Start of GIVEN INFORMATION
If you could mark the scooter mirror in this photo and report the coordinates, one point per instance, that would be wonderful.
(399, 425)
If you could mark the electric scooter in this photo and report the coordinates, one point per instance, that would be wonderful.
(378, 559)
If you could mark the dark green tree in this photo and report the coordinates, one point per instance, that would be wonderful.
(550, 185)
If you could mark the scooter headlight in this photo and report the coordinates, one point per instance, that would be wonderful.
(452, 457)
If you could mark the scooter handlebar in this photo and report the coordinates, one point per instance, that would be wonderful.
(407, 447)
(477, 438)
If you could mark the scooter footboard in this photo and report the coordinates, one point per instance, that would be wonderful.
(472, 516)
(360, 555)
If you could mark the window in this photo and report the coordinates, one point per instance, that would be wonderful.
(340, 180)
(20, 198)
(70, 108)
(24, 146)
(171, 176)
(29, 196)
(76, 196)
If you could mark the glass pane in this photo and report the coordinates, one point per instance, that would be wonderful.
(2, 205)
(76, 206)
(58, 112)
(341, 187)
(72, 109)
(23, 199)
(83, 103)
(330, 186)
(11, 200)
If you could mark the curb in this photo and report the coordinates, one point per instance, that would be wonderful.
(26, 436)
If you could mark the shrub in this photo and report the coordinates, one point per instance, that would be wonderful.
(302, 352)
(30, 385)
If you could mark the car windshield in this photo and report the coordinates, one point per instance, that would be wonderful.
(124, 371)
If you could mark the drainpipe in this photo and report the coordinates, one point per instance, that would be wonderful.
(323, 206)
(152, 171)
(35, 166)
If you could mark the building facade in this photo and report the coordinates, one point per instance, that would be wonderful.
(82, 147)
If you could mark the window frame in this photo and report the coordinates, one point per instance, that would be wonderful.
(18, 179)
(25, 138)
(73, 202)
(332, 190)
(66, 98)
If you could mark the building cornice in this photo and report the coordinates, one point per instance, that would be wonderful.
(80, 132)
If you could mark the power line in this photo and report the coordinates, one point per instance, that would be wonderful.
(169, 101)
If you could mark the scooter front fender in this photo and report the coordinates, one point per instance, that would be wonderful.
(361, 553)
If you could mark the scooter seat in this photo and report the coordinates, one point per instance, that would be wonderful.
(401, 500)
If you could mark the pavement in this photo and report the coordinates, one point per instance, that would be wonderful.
End of GIVEN INFORMATION
# SET TASK:
Restate the final lines of the listing above word for word, beginning at the line that contains "If you could mark the power".

# ANSWER TO THE EXERCISE:
If you could mark the power line in this photo and report the coordinates, one point per instance, that would be wonderful.
(169, 101)
If you could mark the scooter front fender in this photo and report the coordinates, one point per instance, that would be wonderful.
(361, 553)
If you could mark the scooter seat in this photo and report the coordinates, one point per instance, that would be wonderful.
(401, 500)
If you could mark the pavement in this photo and report the coordinates, one point per instance, that would be wonderful.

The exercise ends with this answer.